▶ _WHAT IS REQUIRED_: Rewrite every line of the data below, offsetting each coordinate by -62 and leaving all other text unchanged. Leave out the picture lines.

>> begin RAW DATA

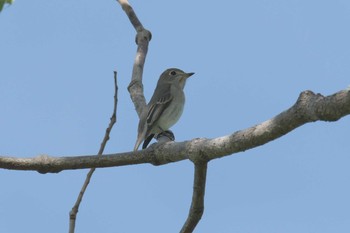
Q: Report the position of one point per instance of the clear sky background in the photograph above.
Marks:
(251, 59)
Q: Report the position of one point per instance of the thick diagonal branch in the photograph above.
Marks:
(309, 107)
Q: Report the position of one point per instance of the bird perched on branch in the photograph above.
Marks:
(165, 107)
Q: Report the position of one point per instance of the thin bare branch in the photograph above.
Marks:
(197, 204)
(73, 213)
(309, 107)
(143, 38)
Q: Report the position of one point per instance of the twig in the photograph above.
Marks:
(197, 205)
(143, 37)
(75, 209)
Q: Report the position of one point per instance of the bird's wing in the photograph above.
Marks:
(157, 106)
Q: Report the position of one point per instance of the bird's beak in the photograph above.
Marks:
(189, 74)
(185, 76)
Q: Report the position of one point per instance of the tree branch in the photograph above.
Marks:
(197, 204)
(309, 107)
(75, 209)
(143, 37)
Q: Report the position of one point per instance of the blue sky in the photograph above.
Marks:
(251, 59)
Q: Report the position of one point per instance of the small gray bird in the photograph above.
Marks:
(165, 107)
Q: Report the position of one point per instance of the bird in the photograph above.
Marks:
(165, 107)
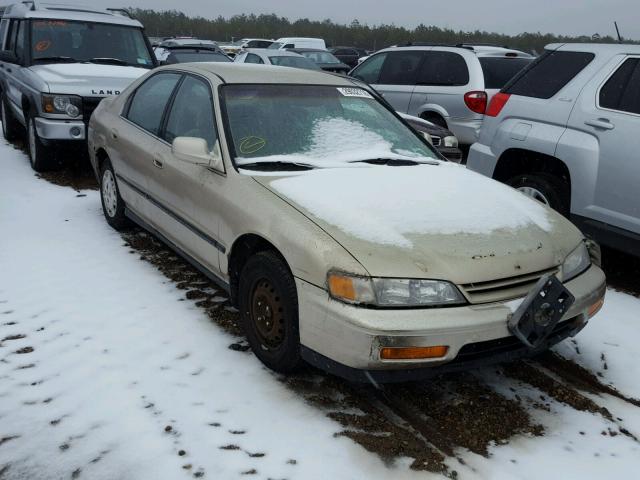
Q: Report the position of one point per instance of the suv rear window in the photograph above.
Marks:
(547, 75)
(499, 70)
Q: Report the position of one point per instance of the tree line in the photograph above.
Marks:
(175, 23)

>> end RAW DATA

▶ _SOLVED PROBLEM_:
Q: Report the position of one point per instance of the clear sky background in the photograph above.
Marks:
(189, -3)
Q: Report the position of one point per instance of the thick diagonal branch in the photograph above.
Marks:
(247, 45)
Q: Report the position of one point per instance of the bird perched on branch in the photograph above.
Marks:
(103, 45)
Q: Report the position of one point per instance of the thin bare branch in the photograph above.
Marks:
(135, 142)
(11, 151)
(247, 45)
(81, -24)
Q: Report the position of one point per instance of the twig in the photograph above.
Marks:
(135, 143)
(81, -25)
(13, 147)
Q: Report the position of one point per instance of the bird's wing in the photograph above.
Marks:
(95, 44)
Q: Report the position of one point per instance of the bird's beak in the photograph above.
Marks:
(127, 12)
(123, 14)
Q: Report the position of one point per instance of the tree branch in the photograph above.
Marks:
(135, 142)
(247, 45)
(13, 147)
(81, -25)
Q: Report the position of one point per instance of the blue sky in the photograph above.
Marks:
(189, -3)
Q: Report the position of one point per instance of the small gray bird in the photograph above.
Marks:
(103, 45)
Q: Report the position of one point per instance of the bird in the photograph above.
Marks:
(103, 45)
Q: Report the position of one point per instance of the suv rear window in the photograph above.
Marks:
(485, 13)
(437, 8)
Q: Report the position of one point per instance of the tree line in the photograph above.
Marks:
(113, -39)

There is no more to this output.